**Problem set**
1. Say whether each statement agrees with the issue tracking write-up, answering yes or no and quoting the words that decide it: (a) the data set covers ten years of project management; (b) 8 of the 24 variables are about issue logs; (c) the issue tracking system used was proprietary.
2. Copy word for word the stretch of the issue tracking write-up from "In this section, I" through "487247 487247 ...".

──────── Document text ────────

EDA in an Issue Tracking System Data Set

by Dannyel Cardoso da Fonseca

This project aims to explore a data set containing 22125 observations of issues tracking and their history logs. The data set represents 5 years of project management which aimed maintenance and customization of many integrated systems (SIG) for the academic, administrative and human resources management at the Universidade Federal de Goiás (UFG).

A proprietary issue tracking system (SIGProject) was used to manage activities of company (ESIG) and client (Cercomp) teams.

Screenshot

I used data wrangling techniques to export data from that and clean them. The final data set, used in this project, and its documentation can be accessed, respectively, in these links:

The exported data set, the wrangling process scripts and an example of one issue tracking can be find in data_wrangling folder.

Data Set Summaries

In this section, I perform a univariate exploration in the data set, by first examining the structure, followed by analysis of time-series variables and ending with the analysis categorical and range variables.

Data Set Structure

The issues data set contains 22125 rows and 24 variables. Of these 24 variables 16 are about issue data and 8 about issue’s logs.

## 'data.frame':    22125 obs. of  24 variables:
##  $ issue_id             : int  487247 487247 ...
##  $ issue_number         : int  88374 88374 ...
##  $ issue_title          : chr  "Tarefa 88374 - Alteração de Finan"| __truncated__ ...
##  $ issue_type           : Factor w/ 4 levels "CUSTOMIZATION",..: 1 1 ...
##  $ issue_creation_date  : POSIXct, format: "2016-12-15 15:07:32" ...
##  $ issue_system         : Factor w/ 10 levels "INDEFINIDO","SERVICOS INTEGRADOS",..: 4 4 ...
##  $ issue_start_date     : Date, format: "2016-12-20" ...
##  $ issue_subsystem      : Factor w/ 77 levels "ADMINISTRAÇÃO",..: 34 34 ...
##  $ issue_deadline_date  : Date, format: "2017-01-03" ...
##  $ issue_created_by     : chr  "HELENA CLAUDIA DOS SANTOS TEIXEIRA" ...
##  $ issue_stakeholder    : Factor w/ 2 levels "COMPANY","CUSTOMER": 1 1 ...
##  $ issue_status         : Factor w/ 10 levels "CANCELED","CUSTOMER CLOSING PENDING",..: 3 3 ...
##  $ issue_time_spent     : int  360 360 ...
##  $ issue_priority_number: int  999 999 ...
##  $ issue_progress       : int  100 100 ...
##  $ issue_priority_scale : Factor w/ 6 levels "SUSPENDED","LOW",..: 4 4 ...
##  $ log_build_info       : chr  NA ...
##  $ log_creation_date    : POSIXct, format: "2017-04-10 17:07:00" ...
##  $ log_action           : Factor w/ 14 levels "CHANGE OF RESPONSIBILITY",..: 5 12 ...

──────── Excerpted data ────────

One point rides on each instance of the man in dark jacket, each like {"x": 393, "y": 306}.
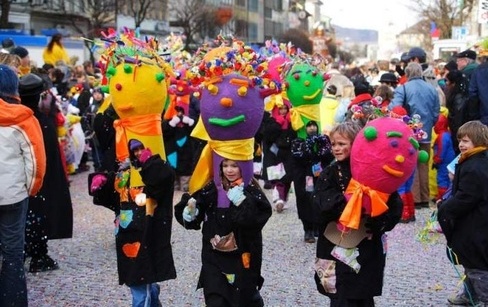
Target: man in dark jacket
{"x": 478, "y": 91}
{"x": 50, "y": 213}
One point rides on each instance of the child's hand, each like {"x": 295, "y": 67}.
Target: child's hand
{"x": 174, "y": 121}
{"x": 236, "y": 194}
{"x": 191, "y": 211}
{"x": 97, "y": 182}
{"x": 187, "y": 120}
{"x": 145, "y": 155}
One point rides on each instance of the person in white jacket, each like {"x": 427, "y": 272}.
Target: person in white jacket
{"x": 22, "y": 165}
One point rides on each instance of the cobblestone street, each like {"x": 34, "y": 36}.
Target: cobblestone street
{"x": 416, "y": 274}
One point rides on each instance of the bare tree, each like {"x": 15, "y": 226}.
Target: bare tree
{"x": 138, "y": 9}
{"x": 195, "y": 18}
{"x": 5, "y": 7}
{"x": 444, "y": 13}
{"x": 298, "y": 38}
{"x": 97, "y": 14}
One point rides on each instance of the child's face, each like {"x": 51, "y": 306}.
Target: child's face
{"x": 341, "y": 146}
{"x": 311, "y": 130}
{"x": 231, "y": 170}
{"x": 97, "y": 96}
{"x": 465, "y": 144}
{"x": 138, "y": 151}
{"x": 283, "y": 110}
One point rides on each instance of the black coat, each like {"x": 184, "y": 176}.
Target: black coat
{"x": 464, "y": 216}
{"x": 55, "y": 202}
{"x": 314, "y": 150}
{"x": 149, "y": 233}
{"x": 246, "y": 222}
{"x": 179, "y": 147}
{"x": 272, "y": 134}
{"x": 329, "y": 202}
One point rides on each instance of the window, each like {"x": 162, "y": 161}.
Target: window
{"x": 278, "y": 5}
{"x": 241, "y": 3}
{"x": 253, "y": 32}
{"x": 268, "y": 13}
{"x": 253, "y": 5}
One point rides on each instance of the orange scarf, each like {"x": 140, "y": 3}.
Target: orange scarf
{"x": 351, "y": 216}
{"x": 149, "y": 124}
{"x": 471, "y": 152}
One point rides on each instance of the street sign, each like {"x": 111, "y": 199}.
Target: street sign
{"x": 483, "y": 11}
{"x": 459, "y": 33}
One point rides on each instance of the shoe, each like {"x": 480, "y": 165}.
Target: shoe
{"x": 308, "y": 237}
{"x": 268, "y": 185}
{"x": 42, "y": 264}
{"x": 407, "y": 220}
{"x": 423, "y": 204}
{"x": 279, "y": 206}
{"x": 460, "y": 299}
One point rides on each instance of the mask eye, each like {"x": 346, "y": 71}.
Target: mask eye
{"x": 242, "y": 91}
{"x": 212, "y": 89}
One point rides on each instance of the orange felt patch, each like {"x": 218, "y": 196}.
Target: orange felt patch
{"x": 131, "y": 249}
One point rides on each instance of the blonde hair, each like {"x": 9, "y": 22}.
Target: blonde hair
{"x": 476, "y": 131}
{"x": 384, "y": 91}
{"x": 11, "y": 60}
{"x": 347, "y": 129}
{"x": 348, "y": 91}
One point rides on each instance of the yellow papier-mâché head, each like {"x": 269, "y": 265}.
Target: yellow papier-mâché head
{"x": 137, "y": 88}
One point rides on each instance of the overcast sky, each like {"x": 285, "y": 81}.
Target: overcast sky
{"x": 372, "y": 14}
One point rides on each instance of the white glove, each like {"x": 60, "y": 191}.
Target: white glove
{"x": 191, "y": 211}
{"x": 236, "y": 194}
{"x": 187, "y": 120}
{"x": 174, "y": 121}
{"x": 140, "y": 199}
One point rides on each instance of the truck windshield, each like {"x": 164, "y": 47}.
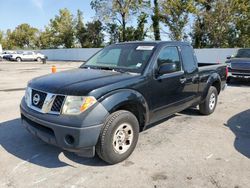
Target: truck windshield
{"x": 243, "y": 53}
{"x": 122, "y": 57}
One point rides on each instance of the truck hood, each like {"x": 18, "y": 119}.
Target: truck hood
{"x": 78, "y": 81}
{"x": 240, "y": 63}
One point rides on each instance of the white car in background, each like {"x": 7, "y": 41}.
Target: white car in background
{"x": 6, "y": 55}
{"x": 27, "y": 56}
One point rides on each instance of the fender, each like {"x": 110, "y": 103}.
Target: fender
{"x": 215, "y": 77}
{"x": 115, "y": 99}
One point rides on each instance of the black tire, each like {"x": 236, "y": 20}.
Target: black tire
{"x": 105, "y": 147}
{"x": 206, "y": 107}
{"x": 229, "y": 79}
{"x": 18, "y": 59}
{"x": 39, "y": 59}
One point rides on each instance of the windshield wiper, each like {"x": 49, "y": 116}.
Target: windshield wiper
{"x": 114, "y": 69}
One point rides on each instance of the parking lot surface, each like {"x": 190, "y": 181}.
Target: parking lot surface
{"x": 186, "y": 150}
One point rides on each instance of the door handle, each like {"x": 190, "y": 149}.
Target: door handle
{"x": 183, "y": 80}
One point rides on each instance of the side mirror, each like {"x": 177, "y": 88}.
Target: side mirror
{"x": 167, "y": 68}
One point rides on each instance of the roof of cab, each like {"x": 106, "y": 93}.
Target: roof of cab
{"x": 179, "y": 43}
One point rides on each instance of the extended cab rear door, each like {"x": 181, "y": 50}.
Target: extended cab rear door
{"x": 166, "y": 90}
{"x": 191, "y": 74}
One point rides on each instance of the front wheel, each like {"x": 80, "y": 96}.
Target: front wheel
{"x": 39, "y": 59}
{"x": 209, "y": 105}
{"x": 18, "y": 59}
{"x": 118, "y": 137}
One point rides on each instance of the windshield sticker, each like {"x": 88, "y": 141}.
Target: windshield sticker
{"x": 138, "y": 65}
{"x": 145, "y": 48}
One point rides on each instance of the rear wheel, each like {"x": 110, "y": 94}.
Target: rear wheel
{"x": 18, "y": 59}
{"x": 118, "y": 137}
{"x": 209, "y": 105}
{"x": 39, "y": 59}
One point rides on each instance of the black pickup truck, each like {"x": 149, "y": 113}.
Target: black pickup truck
{"x": 104, "y": 104}
{"x": 239, "y": 65}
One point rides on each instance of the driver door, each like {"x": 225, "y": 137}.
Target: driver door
{"x": 166, "y": 90}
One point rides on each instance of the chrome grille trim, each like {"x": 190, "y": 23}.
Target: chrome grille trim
{"x": 47, "y": 104}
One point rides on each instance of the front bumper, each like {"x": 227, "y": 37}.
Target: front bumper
{"x": 78, "y": 134}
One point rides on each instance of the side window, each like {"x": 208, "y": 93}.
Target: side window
{"x": 169, "y": 55}
{"x": 188, "y": 56}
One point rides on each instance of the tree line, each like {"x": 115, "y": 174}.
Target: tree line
{"x": 212, "y": 23}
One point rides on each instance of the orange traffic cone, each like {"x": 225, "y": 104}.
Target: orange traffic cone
{"x": 53, "y": 69}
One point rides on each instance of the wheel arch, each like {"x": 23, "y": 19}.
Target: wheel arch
{"x": 130, "y": 100}
{"x": 213, "y": 80}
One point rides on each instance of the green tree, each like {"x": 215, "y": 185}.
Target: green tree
{"x": 174, "y": 13}
{"x": 241, "y": 30}
{"x": 118, "y": 11}
{"x": 156, "y": 20}
{"x": 81, "y": 32}
{"x": 23, "y": 36}
{"x": 95, "y": 35}
{"x": 62, "y": 28}
{"x": 46, "y": 39}
{"x": 217, "y": 26}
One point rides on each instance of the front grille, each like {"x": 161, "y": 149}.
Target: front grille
{"x": 58, "y": 102}
{"x": 41, "y": 96}
{"x": 42, "y": 102}
{"x": 239, "y": 71}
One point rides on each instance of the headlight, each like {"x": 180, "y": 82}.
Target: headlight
{"x": 27, "y": 96}
{"x": 75, "y": 105}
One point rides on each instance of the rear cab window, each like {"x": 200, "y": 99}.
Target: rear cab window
{"x": 188, "y": 58}
{"x": 169, "y": 54}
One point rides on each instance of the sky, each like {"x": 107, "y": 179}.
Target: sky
{"x": 37, "y": 13}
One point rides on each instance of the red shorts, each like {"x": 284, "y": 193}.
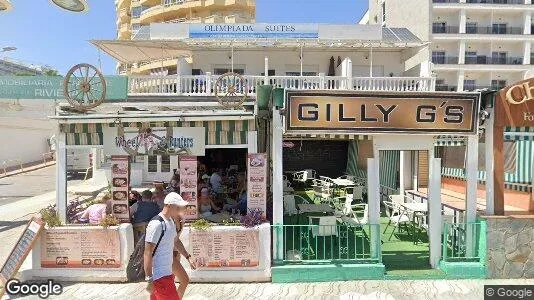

────────

**Responses**
1.
(a) No: "The data set represents 5 years of project management"
(b) Yes: "Of these 24 variables 16 are about issue data and 8 about issue’s logs."
(c) Yes: "A proprietary issue tracking system (SIGProject) was used to manage activities of company (ESIG) and client (Cercomp) teams."

2.
In this section, I perform a univariate exploration in the data set, by first examining the structure, followed by analysis of time-series variables and ending with the analysis categorical and range variables.

Data Set Structure

The issues data set contains 22125 rows and 24 variables. Of these 24 variables 16 are about issue data and 8 about issue’s logs.

## 'data.frame':    22125 obs. of  24 variables:
##  $ issue_id             : int  487247 487247 ...